● **Stored items from a collection**
● ● ● ● ● ● ●

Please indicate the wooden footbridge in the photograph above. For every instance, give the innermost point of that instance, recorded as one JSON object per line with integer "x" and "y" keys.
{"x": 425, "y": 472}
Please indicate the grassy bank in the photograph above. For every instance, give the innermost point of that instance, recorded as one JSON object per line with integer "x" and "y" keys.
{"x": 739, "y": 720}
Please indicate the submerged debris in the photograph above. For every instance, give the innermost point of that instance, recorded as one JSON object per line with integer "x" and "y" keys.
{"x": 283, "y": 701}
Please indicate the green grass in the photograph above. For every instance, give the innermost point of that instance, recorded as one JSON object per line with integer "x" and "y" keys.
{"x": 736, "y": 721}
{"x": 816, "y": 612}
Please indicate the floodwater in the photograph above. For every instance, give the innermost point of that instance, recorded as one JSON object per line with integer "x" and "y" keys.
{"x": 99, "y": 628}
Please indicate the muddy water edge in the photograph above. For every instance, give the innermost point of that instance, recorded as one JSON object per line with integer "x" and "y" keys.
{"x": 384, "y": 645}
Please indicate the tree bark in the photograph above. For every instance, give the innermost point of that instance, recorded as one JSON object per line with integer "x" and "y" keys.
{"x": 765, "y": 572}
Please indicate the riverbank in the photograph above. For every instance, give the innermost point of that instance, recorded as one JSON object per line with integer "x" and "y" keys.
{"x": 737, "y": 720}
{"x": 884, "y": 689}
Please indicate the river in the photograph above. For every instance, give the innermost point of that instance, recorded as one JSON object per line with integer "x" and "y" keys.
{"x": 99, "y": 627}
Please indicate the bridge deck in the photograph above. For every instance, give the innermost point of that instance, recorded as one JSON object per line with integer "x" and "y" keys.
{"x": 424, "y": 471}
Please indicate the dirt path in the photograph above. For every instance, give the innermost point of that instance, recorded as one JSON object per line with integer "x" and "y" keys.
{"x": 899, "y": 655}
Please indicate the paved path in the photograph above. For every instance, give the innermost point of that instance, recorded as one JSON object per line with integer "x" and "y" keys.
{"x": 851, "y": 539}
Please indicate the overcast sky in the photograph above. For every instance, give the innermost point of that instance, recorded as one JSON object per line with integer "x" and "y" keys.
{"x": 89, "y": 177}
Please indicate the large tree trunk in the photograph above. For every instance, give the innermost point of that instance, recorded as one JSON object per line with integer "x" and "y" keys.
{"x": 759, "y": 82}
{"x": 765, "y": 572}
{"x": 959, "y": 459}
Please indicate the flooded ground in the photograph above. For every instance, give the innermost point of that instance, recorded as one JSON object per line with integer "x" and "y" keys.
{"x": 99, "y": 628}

● ● ● ● ● ● ●

● **WHAT THE EXERCISE ASKS**
Set down all of the records shown above once more, exactly.

● **WRITTEN ANSWER**
Please indicate the wooden footbridge in the photograph above. For every instance, give the innermost point of that instance, recorded as one JSON object per line with integer "x" and "y" keys.
{"x": 425, "y": 472}
Please indicate the grassy bank in the photograph above. For every instance, give the innermost point of that instance, recorded as one JSON object per line with integer "x" and "y" keys.
{"x": 739, "y": 720}
Please indicate the submerged debris in the photograph above. For every instance, give the innermost point of that instance, recorded as one JSON object per line with integer "x" and "y" keys.
{"x": 283, "y": 701}
Please indicate the green grass in the photograph above. For every instance, give the innermost point of that instance, recorded as one JSON object per line with integer "x" and "y" keys.
{"x": 736, "y": 721}
{"x": 816, "y": 612}
Please indicate the floodwater in the photograph above. For every instance, give the innermost point of that instance, recorded as one JSON object per line with integer "x" and "y" keys.
{"x": 99, "y": 628}
Please indicate the muddy water edge in the photograph above. For every instance, give the innermost point of that instance, recorded as one JSON object per line with integer "x" and "y" keys.
{"x": 384, "y": 645}
Please indicate the tree bark in the photograph above. For every instance, give the innermost point of that instance, recorded as one JSON object per line with integer "x" and "y" keys.
{"x": 765, "y": 572}
Please indicate the riverbank in the photograph above. For every instance, give the innermost point of that instance, recorded as one JSON object per line with integer "x" and "y" keys.
{"x": 737, "y": 720}
{"x": 884, "y": 689}
Please indicate the river in the photograph above. For every instance, give the innermost point of that instance, recorded as one JSON object per line with integer "x" and "y" keys.
{"x": 99, "y": 627}
Please indicate the bridge deck in the photograph above. For every instance, give the innermost point of that instance, recorded as one JSON object per line with integer "x" and "y" keys.
{"x": 424, "y": 471}
Please indicate the dirt path in the photograph above. For every instance, give the innermost point of that instance, recorded as one JSON object per line with integer "x" and "y" keys.
{"x": 899, "y": 655}
Please indicate the paved path in the photograph above. For every instance, give the innermost point of that instance, recorded as one JSON object per line with integer "x" and "y" keys.
{"x": 851, "y": 539}
Please indicate the overcast sky in the photograph above. For every instance, give the innermost point of that instance, recorded as one JSON object per line with integer "x" and "y" keys.
{"x": 89, "y": 177}
Please indicate the large tree trunk in the photograph above. For every instance, give the innermost point of that instance, recorded as one JSON object per line with integer "x" and "y" keys.
{"x": 759, "y": 82}
{"x": 765, "y": 572}
{"x": 959, "y": 459}
Please indicate the flooded ground in the photograph above. For every instance, give the innermost point of that instance, recorded as one JSON object per line with integer "x" and "y" keys.
{"x": 99, "y": 628}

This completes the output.